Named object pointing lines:
## Start

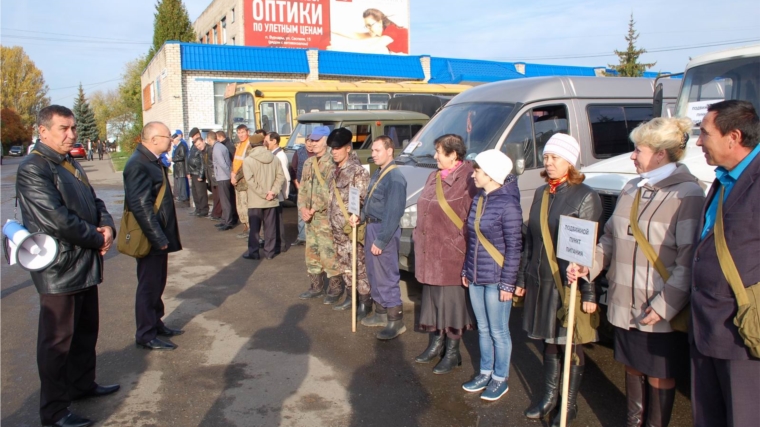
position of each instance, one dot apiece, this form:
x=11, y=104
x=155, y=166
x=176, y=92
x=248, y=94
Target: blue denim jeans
x=301, y=228
x=493, y=329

## End

**GIVEN TASK:** Copy out the lines above word for word, but leave out the pictures.

**RESPONSE FOR THIS EXERCISE:**
position of each instance, one dot apiece, this form:
x=11, y=104
x=155, y=166
x=176, y=92
x=248, y=94
Target: blue denim jeans
x=301, y=228
x=493, y=329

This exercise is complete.